#### [Goal of the exercise]
In the rows from the start through the line containing "[412,619,857,710]", change "slate roof" to "tiled roof" and write out that stretch again with nothing else altered.
┄┄┄┄┄┄
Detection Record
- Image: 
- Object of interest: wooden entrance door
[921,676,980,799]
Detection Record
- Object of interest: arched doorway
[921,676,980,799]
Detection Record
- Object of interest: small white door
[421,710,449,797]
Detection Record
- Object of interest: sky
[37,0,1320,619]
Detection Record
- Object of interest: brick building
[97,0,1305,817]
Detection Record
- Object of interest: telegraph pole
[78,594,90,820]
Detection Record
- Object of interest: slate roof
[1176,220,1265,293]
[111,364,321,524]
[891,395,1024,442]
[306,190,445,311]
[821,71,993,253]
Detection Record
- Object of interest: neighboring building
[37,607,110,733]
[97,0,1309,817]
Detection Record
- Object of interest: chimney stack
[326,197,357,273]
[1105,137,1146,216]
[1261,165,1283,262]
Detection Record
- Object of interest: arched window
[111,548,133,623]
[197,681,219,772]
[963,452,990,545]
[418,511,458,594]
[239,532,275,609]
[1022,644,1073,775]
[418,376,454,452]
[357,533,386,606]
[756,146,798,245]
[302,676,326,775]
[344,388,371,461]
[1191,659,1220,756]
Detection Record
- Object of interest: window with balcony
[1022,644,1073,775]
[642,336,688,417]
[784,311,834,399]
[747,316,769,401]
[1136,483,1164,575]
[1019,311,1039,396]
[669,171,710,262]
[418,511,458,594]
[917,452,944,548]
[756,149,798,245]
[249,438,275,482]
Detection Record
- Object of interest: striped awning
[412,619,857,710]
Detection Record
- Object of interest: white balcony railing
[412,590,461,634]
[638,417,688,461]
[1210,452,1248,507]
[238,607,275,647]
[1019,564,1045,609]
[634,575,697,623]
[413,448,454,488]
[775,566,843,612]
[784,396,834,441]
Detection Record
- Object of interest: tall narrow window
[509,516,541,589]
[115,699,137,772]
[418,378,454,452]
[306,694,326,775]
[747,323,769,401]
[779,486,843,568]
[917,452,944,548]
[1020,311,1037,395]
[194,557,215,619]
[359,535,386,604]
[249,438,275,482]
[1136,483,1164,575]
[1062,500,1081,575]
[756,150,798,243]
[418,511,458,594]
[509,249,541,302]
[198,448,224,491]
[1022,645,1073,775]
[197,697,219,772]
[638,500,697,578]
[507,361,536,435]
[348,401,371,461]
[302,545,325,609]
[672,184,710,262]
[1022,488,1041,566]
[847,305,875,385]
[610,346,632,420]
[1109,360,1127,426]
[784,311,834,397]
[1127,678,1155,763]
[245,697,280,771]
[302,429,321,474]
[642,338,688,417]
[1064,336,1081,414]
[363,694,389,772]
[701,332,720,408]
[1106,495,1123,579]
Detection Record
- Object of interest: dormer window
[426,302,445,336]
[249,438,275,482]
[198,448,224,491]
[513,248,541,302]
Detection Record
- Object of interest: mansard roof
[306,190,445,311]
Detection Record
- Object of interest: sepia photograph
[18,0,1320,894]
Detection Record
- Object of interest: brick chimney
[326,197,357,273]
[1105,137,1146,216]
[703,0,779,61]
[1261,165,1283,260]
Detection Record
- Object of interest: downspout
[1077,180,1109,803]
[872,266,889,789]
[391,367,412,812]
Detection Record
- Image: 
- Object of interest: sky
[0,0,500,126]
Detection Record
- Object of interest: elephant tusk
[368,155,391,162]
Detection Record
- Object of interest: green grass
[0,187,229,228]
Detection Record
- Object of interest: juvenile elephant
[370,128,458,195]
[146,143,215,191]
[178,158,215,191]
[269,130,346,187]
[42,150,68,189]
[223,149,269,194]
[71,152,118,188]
┄┄┄┄┄┄
#### [The completed task]
Detection Record
- Image: 
- Object of interest: wooden entrance door
[921,676,980,799]
Detection Record
- Object of interest: arched doorway
[921,676,980,799]
Detection Record
- Object of interest: small white door
[421,710,449,797]
Detection Record
- Object of interest: sky
[37,0,1320,619]
Detection Record
- Object of interest: brick building
[97,0,1305,817]
Detection Record
- Object of interest: telegraph pole
[78,594,90,820]
Detection Record
- Object of interest: tiled roof
[1176,220,1265,293]
[111,364,321,524]
[891,395,1024,442]
[306,190,445,311]
[821,71,993,253]
Detection Record
- Object of interest: neighboring building
[37,607,110,733]
[97,0,1309,817]
Detection Record
- Object of interest: chimney stack
[326,197,357,273]
[1105,137,1146,216]
[1261,165,1283,262]
Detection Record
- Object of interest: arched window
[111,548,133,623]
[197,681,219,772]
[963,452,990,545]
[418,511,458,594]
[239,532,275,609]
[1022,644,1073,775]
[418,376,454,452]
[357,533,386,606]
[756,146,798,245]
[302,676,326,775]
[344,388,371,461]
[1191,659,1220,756]
Detection Record
- Object of interest: window with balcony
[1022,644,1073,775]
[642,336,688,417]
[784,311,834,399]
[747,316,769,401]
[1136,483,1164,575]
[1019,311,1039,396]
[669,171,710,262]
[418,511,458,594]
[917,452,944,548]
[756,149,798,245]
[249,438,275,482]
Detection Record
- Object of interest: striped awning
[412,619,857,710]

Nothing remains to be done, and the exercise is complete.